SHORT TASK | Gather every line in the entries below that contains the string "black", and copy each such line in full. Letter case matters when matching.

[start RECORDED DATA]

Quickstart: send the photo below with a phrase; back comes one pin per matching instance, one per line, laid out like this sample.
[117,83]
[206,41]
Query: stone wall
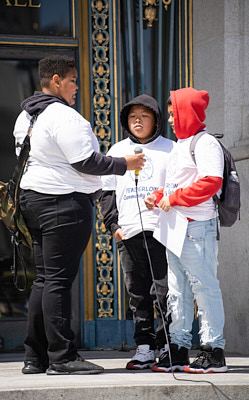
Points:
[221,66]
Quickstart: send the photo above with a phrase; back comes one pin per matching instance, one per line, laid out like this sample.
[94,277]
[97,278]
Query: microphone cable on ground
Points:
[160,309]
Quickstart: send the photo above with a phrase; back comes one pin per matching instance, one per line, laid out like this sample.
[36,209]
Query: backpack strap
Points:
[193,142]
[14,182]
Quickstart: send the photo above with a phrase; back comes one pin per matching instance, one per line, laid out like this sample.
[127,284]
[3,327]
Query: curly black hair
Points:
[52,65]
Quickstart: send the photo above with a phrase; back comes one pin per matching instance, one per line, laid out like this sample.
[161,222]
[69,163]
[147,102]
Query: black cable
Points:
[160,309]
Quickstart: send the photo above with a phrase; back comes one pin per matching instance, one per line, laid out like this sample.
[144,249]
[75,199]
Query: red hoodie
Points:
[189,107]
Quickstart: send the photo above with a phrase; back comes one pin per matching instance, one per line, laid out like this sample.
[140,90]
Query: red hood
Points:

[end RECORDED DATA]
[start RECORDED DATA]

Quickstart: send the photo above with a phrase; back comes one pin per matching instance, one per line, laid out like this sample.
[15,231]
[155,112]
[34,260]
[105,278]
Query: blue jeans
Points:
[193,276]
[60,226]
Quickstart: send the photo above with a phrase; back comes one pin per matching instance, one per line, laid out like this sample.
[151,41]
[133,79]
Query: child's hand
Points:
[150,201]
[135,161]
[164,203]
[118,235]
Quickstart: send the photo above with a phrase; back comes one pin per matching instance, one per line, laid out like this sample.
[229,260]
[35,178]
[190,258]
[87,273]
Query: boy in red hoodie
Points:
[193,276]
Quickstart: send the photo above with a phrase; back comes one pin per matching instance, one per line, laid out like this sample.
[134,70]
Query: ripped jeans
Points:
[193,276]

[end RECORDED DATA]
[start RECORDED DATA]

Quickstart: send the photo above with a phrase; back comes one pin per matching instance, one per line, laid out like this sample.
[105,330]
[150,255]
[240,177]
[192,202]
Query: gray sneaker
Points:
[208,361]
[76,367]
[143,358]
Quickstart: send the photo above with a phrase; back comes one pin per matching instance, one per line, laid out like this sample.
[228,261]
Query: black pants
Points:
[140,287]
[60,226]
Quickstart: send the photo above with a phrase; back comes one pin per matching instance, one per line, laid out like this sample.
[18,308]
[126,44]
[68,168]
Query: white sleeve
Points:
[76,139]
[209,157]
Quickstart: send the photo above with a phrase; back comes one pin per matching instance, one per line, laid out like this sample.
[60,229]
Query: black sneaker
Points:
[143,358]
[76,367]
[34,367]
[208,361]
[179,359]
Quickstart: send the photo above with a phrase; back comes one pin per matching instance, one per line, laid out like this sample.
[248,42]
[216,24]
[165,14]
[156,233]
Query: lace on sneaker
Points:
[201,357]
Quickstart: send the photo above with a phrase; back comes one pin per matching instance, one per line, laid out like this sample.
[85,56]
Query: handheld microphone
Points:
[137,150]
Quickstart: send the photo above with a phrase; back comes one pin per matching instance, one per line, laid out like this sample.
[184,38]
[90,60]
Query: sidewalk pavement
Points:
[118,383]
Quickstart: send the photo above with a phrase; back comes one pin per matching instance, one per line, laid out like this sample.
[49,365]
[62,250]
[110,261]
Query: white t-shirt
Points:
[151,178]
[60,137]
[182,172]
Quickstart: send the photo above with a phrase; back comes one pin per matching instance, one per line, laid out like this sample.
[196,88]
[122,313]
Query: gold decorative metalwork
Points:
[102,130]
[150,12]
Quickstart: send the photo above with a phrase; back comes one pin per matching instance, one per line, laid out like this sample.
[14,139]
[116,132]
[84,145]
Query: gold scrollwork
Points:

[end RECORDED DATA]

SOLUTION FOR THIS TASK |
Query: curly black hair
Query: black cable
Query: black pants
Query: black sneaker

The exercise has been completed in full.